* What to produce:
Write the next part of the column on bias and the Lake Martin rule curve, beginning immediately after its final sentence.

* Passage for review:
____

The demand for bait is actually an industry on the lake, which indicates that the new rule curve is having a positive economic impact.

You are biased.

In America’s current sociological climate, that might be a very insulting sentence for you to read. It almost seems like nowadays “bias” has replaced other terms that were considered fightin’ words – like “yellow belly” in the Old West or “dishonorable” to a medieval knight.

But I still say that you are biased.

Don’t worry, I am biased, too. We all are. All humans show bias in almost every decision we make, such as which hand we use (right or left biased?).

The challenge, I think, as decision makers, is the degree to which we can admit our own bias and be agreeable to it. In other words, I think it is healthy when we can admit that we each have our particular biases and yet make sound decisions anyway because we are actively looking for evidence that is contrary to our hypotheses. If we find contrary evidence, we should change the hypotheses.

I lead with this definition to admit to all readers (both of you, in fact) that I very well may have been a victim of my own confirmation bias this past month. In this very column I have hypothesized that the current rule curve (Alabama Power’s marching orders from the federal government on when and how to raise and lower the water level) of Lake Martin will definitely increase support industries around here. I think that the next 30 years or so will be a time of birth and growth for all kinds of businesses that revolve around the wants and needs of the people that frequent our lovely lands. I share this hypothesis with many hundreds of people, so I know I am in danger of looking for confirmation.

____

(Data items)
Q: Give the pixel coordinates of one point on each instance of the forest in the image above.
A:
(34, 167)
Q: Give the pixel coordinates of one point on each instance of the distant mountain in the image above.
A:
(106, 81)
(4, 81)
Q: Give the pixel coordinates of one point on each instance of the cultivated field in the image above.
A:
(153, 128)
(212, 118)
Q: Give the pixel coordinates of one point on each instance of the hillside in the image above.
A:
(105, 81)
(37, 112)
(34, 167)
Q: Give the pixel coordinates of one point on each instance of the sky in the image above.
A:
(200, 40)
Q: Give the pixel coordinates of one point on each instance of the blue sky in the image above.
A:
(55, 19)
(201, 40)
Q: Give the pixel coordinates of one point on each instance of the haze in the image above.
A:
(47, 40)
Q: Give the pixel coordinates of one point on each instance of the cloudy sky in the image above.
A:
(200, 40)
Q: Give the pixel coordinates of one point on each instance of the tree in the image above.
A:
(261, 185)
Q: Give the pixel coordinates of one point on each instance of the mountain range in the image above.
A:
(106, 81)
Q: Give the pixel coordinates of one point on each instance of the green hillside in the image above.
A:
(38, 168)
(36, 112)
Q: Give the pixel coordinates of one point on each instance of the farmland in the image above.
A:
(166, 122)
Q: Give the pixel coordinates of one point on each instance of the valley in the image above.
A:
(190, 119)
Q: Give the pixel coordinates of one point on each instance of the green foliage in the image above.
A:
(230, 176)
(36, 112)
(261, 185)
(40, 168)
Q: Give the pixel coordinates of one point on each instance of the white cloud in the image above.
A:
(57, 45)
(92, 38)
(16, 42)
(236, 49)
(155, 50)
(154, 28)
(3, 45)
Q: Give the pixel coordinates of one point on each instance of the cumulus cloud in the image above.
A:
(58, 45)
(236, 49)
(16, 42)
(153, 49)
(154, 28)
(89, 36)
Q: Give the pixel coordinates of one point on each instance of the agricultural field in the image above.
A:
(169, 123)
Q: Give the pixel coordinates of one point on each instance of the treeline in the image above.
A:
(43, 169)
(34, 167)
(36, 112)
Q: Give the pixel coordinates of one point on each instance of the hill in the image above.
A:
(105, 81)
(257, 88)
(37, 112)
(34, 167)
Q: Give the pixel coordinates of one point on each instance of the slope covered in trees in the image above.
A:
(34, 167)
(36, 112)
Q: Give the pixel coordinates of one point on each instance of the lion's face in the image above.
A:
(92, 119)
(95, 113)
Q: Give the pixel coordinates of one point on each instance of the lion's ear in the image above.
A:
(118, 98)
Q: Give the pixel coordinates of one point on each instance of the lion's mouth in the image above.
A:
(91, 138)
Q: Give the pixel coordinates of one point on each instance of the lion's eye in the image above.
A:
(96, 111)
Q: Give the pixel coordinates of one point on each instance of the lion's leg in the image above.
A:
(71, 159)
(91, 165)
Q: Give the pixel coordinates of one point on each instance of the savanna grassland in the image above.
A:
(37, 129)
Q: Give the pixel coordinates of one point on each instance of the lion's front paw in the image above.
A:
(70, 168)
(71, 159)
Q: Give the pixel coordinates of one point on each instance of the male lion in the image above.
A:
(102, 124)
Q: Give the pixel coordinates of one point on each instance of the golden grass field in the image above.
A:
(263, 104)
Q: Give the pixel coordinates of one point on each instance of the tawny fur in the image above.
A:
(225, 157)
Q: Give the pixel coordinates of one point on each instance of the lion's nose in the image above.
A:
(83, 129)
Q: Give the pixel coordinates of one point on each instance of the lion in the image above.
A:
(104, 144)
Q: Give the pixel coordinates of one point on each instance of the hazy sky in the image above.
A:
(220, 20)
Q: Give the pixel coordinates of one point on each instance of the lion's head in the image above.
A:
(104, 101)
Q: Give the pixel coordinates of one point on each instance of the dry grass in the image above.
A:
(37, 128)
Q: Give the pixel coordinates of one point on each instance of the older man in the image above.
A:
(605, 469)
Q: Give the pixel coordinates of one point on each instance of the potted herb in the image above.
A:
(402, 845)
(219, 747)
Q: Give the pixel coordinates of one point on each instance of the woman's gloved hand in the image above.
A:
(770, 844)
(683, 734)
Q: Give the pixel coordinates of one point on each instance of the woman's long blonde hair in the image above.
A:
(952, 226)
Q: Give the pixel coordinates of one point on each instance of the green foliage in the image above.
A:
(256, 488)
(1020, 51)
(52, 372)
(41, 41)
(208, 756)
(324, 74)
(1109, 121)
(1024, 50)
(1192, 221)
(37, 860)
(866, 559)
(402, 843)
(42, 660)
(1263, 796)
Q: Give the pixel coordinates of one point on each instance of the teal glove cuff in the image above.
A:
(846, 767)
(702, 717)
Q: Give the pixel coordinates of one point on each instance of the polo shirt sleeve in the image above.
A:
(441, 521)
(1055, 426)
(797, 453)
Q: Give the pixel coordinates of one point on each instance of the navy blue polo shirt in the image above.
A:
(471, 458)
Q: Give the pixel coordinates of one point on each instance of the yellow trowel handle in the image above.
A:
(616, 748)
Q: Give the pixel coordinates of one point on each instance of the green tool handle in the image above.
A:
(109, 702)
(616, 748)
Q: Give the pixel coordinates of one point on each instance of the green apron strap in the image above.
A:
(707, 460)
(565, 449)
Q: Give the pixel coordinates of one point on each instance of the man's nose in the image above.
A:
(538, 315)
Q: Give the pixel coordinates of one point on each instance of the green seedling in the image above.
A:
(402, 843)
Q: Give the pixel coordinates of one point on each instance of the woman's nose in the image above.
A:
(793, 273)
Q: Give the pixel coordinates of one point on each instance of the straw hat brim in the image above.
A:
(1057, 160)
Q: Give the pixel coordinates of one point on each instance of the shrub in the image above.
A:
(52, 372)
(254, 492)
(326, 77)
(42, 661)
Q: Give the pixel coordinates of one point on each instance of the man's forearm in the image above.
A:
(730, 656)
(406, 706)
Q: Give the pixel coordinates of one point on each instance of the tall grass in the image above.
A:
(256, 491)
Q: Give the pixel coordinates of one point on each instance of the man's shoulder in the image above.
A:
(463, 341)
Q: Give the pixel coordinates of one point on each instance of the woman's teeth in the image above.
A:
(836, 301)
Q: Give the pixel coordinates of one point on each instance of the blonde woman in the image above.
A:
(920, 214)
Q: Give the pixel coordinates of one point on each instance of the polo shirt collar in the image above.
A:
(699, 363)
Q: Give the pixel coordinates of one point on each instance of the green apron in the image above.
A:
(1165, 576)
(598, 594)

____

* Your response:
Yet, a few weeks ago when I called a cell phone number in search of live bait, I found much more than threadfin shad. I think I found a great example of support businesses that are popping up all around Lake Martin. 

Alex Ray runs a live bait business. He supplies threadfin shad to anglers that need good bait. As any angler will tell you, there are many good spots to fish if you have good bait. So I called Alex and let him know that I would like to buy some live minnows with which to try and catch some striped bass with my sons. I soon learned that Alex now runs his “Live Bait” operation full time. Such is the demand for superior shad (a member of the minnow species, known to be favored by striped bass) that Alex is making a living being the conduit for Lake Martin, supplying the professional guides like David Hare and Alex City Guide service, as well as weekend amateurs like me. 

This fact struck me like a thunderbolt. Wait a minute, I thought. You mean there is enough demand for quality live minnows that this young man can sustain himself? He can drive two hours north to cast nets for them, drag them in, store them in live wells and even deliver to you on location? Never in a hundred years would I have dreamed this possible. But that only revealed another bias that I have – local bias.

I am from here. Raised up. Both sides of my family. I can trace our local livin’ back almost 200 years. Maybe your people have been in the lake area for longer, and that is cool with me. That means we both have a limited vision (sometimes) on Lake Martin’s potential. Sometimes, it takes someone who wasn’t born at Russell Hospital to open our eyes to the possibilities of tourism and its related fields. Do you know anyone with local bias? Hint: They pepper their language with absolute words like “never” and “always.”

What in the world does this have to do with a real estate column? 

Everything, I think. When anglers that vacationed in Florida realized that they could get good live bait, all year long, by merely idling out to the pass and calling “live bait…. live bait” on their radios, it was a game-changer. They came more often. When their non-fishing family members realized that there were pretty good restaurants and other pretty fun things to do, they came, too.

You get my drift. It snowballs.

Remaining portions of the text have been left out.